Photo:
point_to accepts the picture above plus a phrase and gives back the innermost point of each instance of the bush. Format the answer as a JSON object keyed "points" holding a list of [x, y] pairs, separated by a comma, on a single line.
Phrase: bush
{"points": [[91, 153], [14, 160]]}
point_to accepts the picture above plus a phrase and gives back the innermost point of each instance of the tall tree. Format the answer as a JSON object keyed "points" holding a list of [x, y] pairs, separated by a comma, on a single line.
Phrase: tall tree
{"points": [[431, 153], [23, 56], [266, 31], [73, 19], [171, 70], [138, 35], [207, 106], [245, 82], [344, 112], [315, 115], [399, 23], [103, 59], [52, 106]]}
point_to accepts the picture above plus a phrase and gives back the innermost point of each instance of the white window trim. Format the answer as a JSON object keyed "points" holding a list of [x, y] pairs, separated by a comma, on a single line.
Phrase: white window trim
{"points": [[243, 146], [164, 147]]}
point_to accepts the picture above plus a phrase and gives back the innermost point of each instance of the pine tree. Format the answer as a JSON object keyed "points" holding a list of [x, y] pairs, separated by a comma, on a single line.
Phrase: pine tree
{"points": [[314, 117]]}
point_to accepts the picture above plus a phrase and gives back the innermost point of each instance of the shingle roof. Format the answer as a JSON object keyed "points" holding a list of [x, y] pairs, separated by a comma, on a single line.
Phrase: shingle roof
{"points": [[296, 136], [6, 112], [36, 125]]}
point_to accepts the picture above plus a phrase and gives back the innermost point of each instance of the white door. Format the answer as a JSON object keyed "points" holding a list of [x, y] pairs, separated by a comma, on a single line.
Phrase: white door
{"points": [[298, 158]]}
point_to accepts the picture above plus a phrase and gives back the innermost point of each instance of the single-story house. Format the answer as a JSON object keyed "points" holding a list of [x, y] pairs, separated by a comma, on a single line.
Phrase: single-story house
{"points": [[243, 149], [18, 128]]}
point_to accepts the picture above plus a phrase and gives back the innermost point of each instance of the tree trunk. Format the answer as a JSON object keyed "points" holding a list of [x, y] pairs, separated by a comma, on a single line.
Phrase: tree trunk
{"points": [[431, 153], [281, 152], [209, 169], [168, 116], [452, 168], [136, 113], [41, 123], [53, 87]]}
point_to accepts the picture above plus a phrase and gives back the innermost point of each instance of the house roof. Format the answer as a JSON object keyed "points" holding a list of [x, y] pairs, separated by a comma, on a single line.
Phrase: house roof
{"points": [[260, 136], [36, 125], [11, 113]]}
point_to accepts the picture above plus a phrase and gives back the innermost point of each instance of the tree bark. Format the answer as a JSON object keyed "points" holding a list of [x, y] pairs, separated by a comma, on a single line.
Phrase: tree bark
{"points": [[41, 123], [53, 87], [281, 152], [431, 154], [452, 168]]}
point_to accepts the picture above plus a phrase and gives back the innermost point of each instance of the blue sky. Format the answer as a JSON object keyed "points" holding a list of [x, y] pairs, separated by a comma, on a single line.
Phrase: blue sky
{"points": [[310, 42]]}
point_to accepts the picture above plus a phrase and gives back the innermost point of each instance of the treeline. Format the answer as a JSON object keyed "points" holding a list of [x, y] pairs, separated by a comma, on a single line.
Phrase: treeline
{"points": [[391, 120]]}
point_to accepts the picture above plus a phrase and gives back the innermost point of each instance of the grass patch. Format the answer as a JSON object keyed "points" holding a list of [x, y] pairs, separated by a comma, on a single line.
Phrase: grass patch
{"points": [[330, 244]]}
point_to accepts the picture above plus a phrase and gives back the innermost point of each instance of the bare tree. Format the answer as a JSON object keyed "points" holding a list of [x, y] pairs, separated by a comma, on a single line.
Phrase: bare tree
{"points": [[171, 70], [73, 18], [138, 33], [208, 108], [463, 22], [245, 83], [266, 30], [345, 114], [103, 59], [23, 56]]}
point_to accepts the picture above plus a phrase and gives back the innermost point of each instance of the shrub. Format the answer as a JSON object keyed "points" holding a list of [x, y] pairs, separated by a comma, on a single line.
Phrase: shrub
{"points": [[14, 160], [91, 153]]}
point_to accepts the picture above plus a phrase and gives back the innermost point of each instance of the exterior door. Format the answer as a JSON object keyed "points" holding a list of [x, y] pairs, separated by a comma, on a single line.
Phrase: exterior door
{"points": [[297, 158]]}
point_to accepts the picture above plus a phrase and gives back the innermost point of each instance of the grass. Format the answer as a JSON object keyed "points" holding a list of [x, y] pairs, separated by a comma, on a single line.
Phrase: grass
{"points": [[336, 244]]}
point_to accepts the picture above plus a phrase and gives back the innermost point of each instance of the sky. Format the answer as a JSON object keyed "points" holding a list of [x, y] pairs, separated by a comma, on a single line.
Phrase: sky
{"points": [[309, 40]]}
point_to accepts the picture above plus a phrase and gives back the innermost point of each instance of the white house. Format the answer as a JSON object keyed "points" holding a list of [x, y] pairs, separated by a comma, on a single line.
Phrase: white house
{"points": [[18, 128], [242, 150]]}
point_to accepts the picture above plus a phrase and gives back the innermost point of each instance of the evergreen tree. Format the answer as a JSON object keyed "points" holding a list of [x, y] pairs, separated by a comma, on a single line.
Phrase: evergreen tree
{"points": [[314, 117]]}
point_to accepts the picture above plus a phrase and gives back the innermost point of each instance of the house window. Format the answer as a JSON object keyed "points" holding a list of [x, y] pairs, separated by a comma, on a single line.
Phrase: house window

## [WORK ORDER]
Each of the records is to be written out again without alteration.

## [TASK RESPONSE]
Photo:
point_to accepts the picture above plus a phrase and gives back the innermost point of each instance of the bush. Format the answer as a JSON object keyed "points" holding a list of [x, y] pairs, separated by a comma, on a single line.
Phrase: bush
{"points": [[91, 153], [14, 160]]}
point_to accepts the picture above plus a phrase and gives back the innermost point of each instance of the tall tree. Format the answer as a JSON object keyed "points" holding a list of [x, y] pairs, separated by a comma, on a single line.
Phrase: tall tree
{"points": [[431, 153], [23, 56], [266, 31], [73, 19], [171, 70], [138, 35], [207, 106], [245, 82], [344, 112], [315, 115], [399, 23], [103, 59], [52, 106]]}
point_to accepts the picture above plus a phrase and gives back the innermost point of each instance of the white window trim. Format the answer as a JSON object keyed "points" holding a list of [x, y] pairs, separated by a comma, on a single line.
Phrase: white window trim
{"points": [[243, 146], [164, 147]]}
point_to accepts the picture above plus a phrase and gives back the innermost point of each instance of the pine tree. Format the answer as a JSON object keyed "points" holding a list of [x, y] pairs, separated by a comma, on a single line.
Phrase: pine tree
{"points": [[314, 117]]}
point_to accepts the picture above plus a phrase and gives back the innermost point of each instance of the shingle roof. Format the answer as a JSON object keyed "points" holding a list of [x, y] pairs, separated by a comma, on a single line.
Phrase: shingle roof
{"points": [[296, 136], [6, 112], [36, 125]]}
point_to accepts the picture above plus a phrase and gives back the innermost point of each instance of the white door. Format the answer as a JSON object keyed "points" holding a list of [x, y] pairs, separated by a comma, on a single line.
Phrase: white door
{"points": [[298, 158]]}
point_to accepts the picture above plus a phrase and gives back the innermost point of each instance of the single-story house. Format the answer as a JSON object keyed "points" holding a list of [x, y] pairs, separated by a comma, on a single line.
Phrase: single-story house
{"points": [[243, 149], [18, 128]]}
point_to accepts the picture above plus a phrase and gives back the innermost point of each instance of the tree trunk. Format the answer as a JSON object keyed "points" holding a list of [x, y] pairs, separated by a comma, on a single line.
Phrase: tree trunk
{"points": [[431, 153], [281, 152], [209, 169], [168, 116], [452, 168], [136, 113], [41, 123], [53, 87]]}
point_to accepts the picture above plus a phrase and gives back the innermost point of each instance of the house roof. Format the answer as a JSON object keyed "points" holding a list of [x, y] pairs, separated by a comma, on a single line.
Phrase: house roof
{"points": [[260, 136], [36, 125], [11, 113]]}
point_to accepts the picture above plus a phrase and gives back the innermost point of each instance of the tree bark. Format the answer as a JSON object keyed "points" holding a list of [x, y] pairs, separated by a comma, on a single line.
Phrase: tree bark
{"points": [[41, 123], [53, 87], [281, 152], [431, 154], [452, 168]]}
point_to accepts the picture above plus a phrase and gives back the innermost point of each instance of the blue sky. Format the answer as a JSON object keyed "points" holding a list of [x, y] pairs, separated by a comma, on a single line.
Phrase: blue sky
{"points": [[310, 42]]}
point_to accepts the picture above plus a phrase and gives back the innermost point of each instance of the treeline. Format the answer as a JSON object keyed "points" holding a list of [x, y] pairs, separated by a comma, on a single line.
Phrase: treeline
{"points": [[391, 120]]}
point_to accepts the picture above plus a phrase and gives back the innermost point of each instance of the grass patch. Format the answer as a JSON object keyed "points" holding a list of [x, y] pairs, separated by a comma, on a single line.
Phrase: grass patch
{"points": [[330, 244]]}
point_to accepts the picture above plus a phrase and gives back the innermost point of each instance of the bare tree. Format the answer as a JSON object keyed "points" holding a list of [x, y] pairs, separated by a comma, on a single line.
Phrase: bare tree
{"points": [[171, 70], [73, 18], [138, 33], [208, 108], [463, 22], [245, 83], [266, 30], [345, 114], [103, 59], [23, 56]]}
point_to accepts the picture above plus a phrase and gives back the innermost point of each instance of the shrub. Format the answer as a JSON object keyed "points" holding a list of [x, y] pairs, separated by a comma, on a single line.
Phrase: shrub
{"points": [[14, 160], [91, 153]]}
point_to accepts the picture above plus a phrase and gives back the innermost point of each instance of the exterior door. Format the answer as a JSON object keyed "points" holding a list of [x, y] pairs, separated by a comma, on a single line.
Phrase: exterior door
{"points": [[297, 158]]}
point_to accepts the picture above plus a phrase and gives back the innermost point of each instance of the grass. Format the answer as a JSON object keyed "points" holding a list of [x, y] pairs, separated by a comma, on a single line.
Phrase: grass
{"points": [[336, 244]]}
point_to accepts the picture above plus a phrase and gives back the innermost point of each instance of the sky. Format the answer as a JSON object keyed "points" holding a list of [x, y] pairs, separated by a comma, on a single line.
Phrase: sky
{"points": [[309, 40]]}
point_to accepts the picture above plus a phrase and gives back the innermost point of each instance of the white house. Format the answer as a JSON object keyed "points" holding a list of [x, y] pairs, separated by a comma, on a single line.
Phrase: white house
{"points": [[18, 128], [242, 150]]}
point_to accepts the picture above plus a phrase and gives back the innermost point of each instance of the evergreen tree. Format the answer as a JSON object keyed "points" holding a list of [x, y] pairs, separated by a comma, on a single line.
Phrase: evergreen tree
{"points": [[314, 117]]}
point_to accepts the picture above plus a phrase and gives back the innermost point of each instance of the house window. Format the answer as a JSON object keyed "points" holding a list of [x, y] pairs, separated by a comma, on a single line.
Phrase: house window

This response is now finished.